Bild: Javier Milei, Superstar und Wahnsinniger vor dem Herrn
Es sind schwierige Zeiten für Argentiniens libertären Präsidenten Javier
Milei: In den vergangenen Wochen hat er im Kongress gut zehn Abstimmungen
über Gesetze und Vetos verloren. Ein Korruptionsskandal sorgt täglich für
neue Schlagzeilen, bei denen ein Name immer wieder genannt wird: Karina
Milei. Sie ist nicht nur Generalsekretärin des Präsidialamts, sondern auch
Mileis Schwester. Das kratzt kräftig am Image des Präsidenten, der mit dem
Ziel angetreten war, genau solche Korruption abzuschaffen.
Unabhängig davon sinkt die Industrieproduktion, steigende Zinsen würgen die
Kreditvergabe für Investitionen ab, während ein [1][billig gehaltener
Dollar] Importe begünstigt und so die heimische Industrie zunehmend unter
Druck setzt. Dieses negative Potpourri erweckt den Eindruck, als wären
Mileis Tage als Präsident gezählt. Doch dem ist nicht so. Milei sitzt fest
im Präsidentensessel. Das [2][Fehlen einer Alternative in der Opposition]
ist sein größter Rückhalt. Denn der überraschende Sieg des Outsiders bei
den Präsidentschaftswahlen 2023 hat die politische Landschaft Argentiniens
nachhaltig erschüttert.
Alte Bündnisse sind zerbrochen, kurzlebige Allianzen werden geschlossen und
wieder aufgelöst. Die Suche nach neuen und stabilen Bündnissen ist in
vollem Gange. Mileis Parteienbündnis La Libertad Avanza (LLA, Die Freiheit
schreitet voran) ist dabei am erfolgreichsten. Im Kampf um die
Vorherrschaft im rechten Lager in der Hauptstadt Buenos Aires setzte sich
die LLA im Mai bei der [3][Wahl des Stadtparlaments] gegen die Partei PRO
des ehemaligen konservativen Präsidenten Mauricio Macri durch.
Als Mileis LLA vor Kurzem die PRO zur Aufstellung einer gemeinsamen
Kandidat*innenliste für die bevorstehenden Teilwahlen zum Kongress im
Oktober zwang, hat sie die bis dahin noch nicht übergelaufene Rest-PRO
nahezu gänzlich geschluckt.
Der Kampf um die Vorherrschaft rechts von der Mitte ist entschieden. Jetzt
geht es gegen die letzte Bastion des Kirchnerismus. Am kommenden Sonntag
wird das Parlament der Provinz Buenos Aires neu gewählt. „Kirchnerismo
nunca más“ (Niemals wieder Kirchnerismus) lautet Mileis provozierender
Wahlkampfslogan. In dieser Provinz lebt ein Drittel der wahlberechtigten
Bevölkerung des Landes, sie ist die letzte Hochburg der ehemaligen
Präsidentin Cristina Kirchner.

========================

DIE AUFGABE =
Beantworte anhand des Textauszugs über Javier Milei folgende Fragen:
(a) Welches Amt hat Karina Milei inne?
(b) Gegen welche Partei setzte sich die LLA im Mai bei der Wahl des Stadtparlaments durch?
(c) Welcher Anteil der wahlberechtigten Bevölkerung Argentiniens lebt in der Provinz Buenos Aires?

DATENSATZ =
========================

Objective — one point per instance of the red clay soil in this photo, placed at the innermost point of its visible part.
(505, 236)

========================

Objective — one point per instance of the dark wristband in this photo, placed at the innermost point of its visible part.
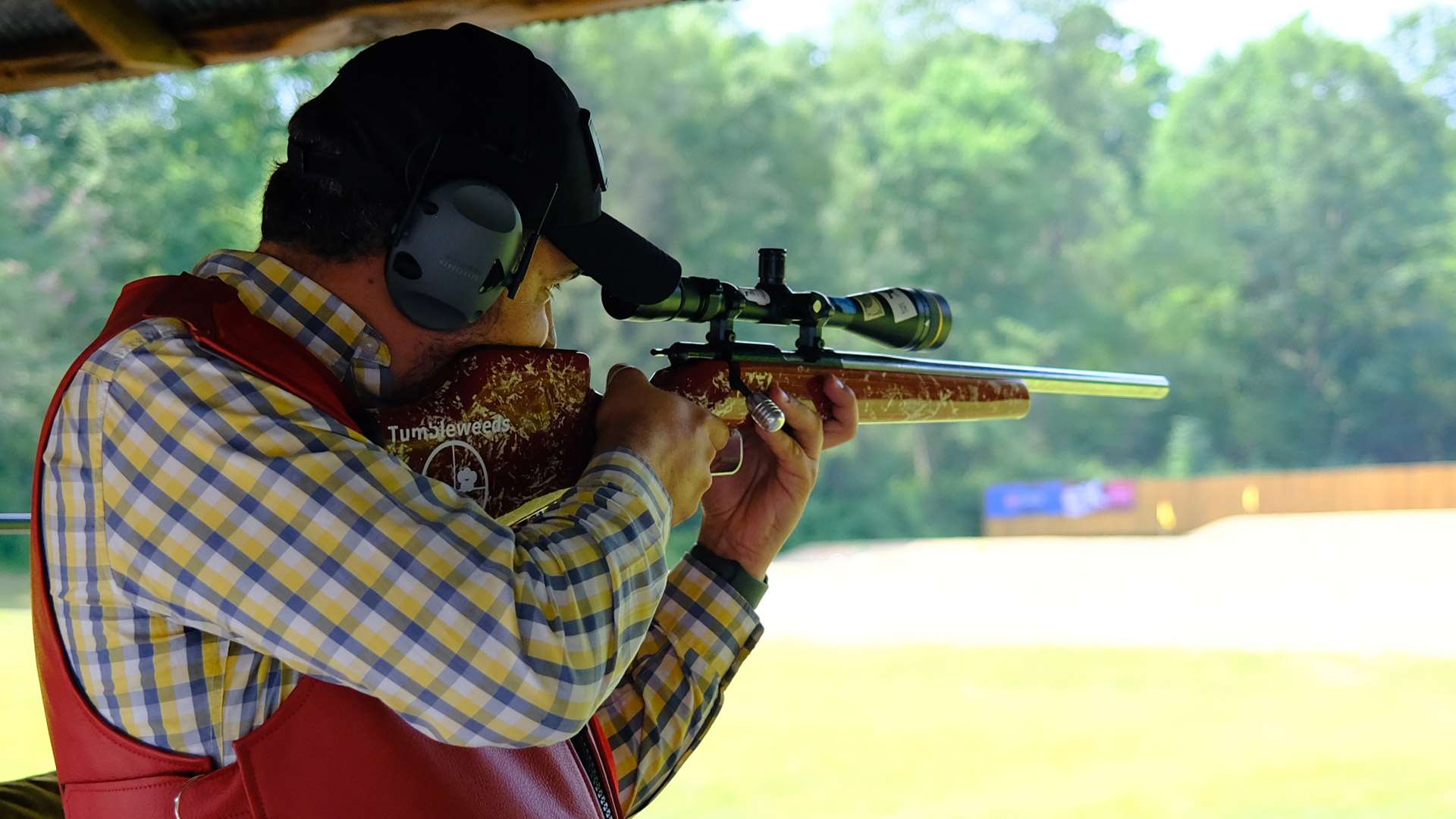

========================

ANTWORT UNTEN =
(a) Sie ist Generalsekretärin des Präsidialamts.
(b) Gegen die Partei PRO des ehemaligen konservativen Präsidenten Mauricio Macri.
(c) Ein Drittel.